Problem statement. In the data, find each line where the word "pointer" appears and list that line.

Data to process.
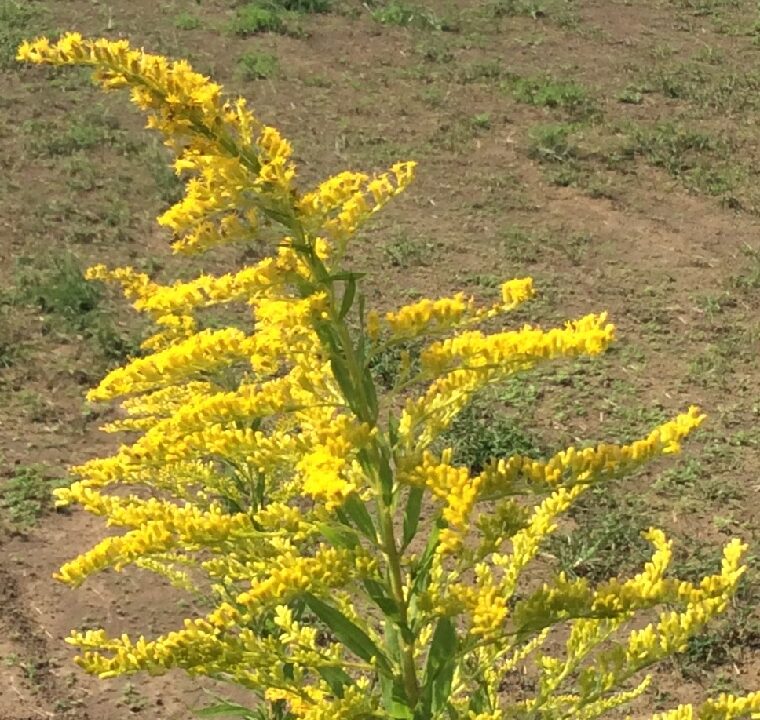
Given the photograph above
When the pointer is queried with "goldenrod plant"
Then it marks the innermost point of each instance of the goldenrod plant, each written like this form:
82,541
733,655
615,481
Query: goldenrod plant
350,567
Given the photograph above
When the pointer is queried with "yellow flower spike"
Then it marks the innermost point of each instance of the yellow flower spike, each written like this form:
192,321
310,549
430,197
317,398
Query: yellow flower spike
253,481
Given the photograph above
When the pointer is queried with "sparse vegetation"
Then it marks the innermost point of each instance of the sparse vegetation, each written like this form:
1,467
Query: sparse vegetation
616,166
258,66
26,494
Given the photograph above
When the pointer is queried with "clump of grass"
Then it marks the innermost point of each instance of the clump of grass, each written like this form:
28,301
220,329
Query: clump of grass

Answer space.
When the pointer is queried with "goldenrod plant"
When the pointer is queried with "yellow flower spike"
When the pointer is queried with "sparse vegetation"
When the pointer is queried with "clump of grass"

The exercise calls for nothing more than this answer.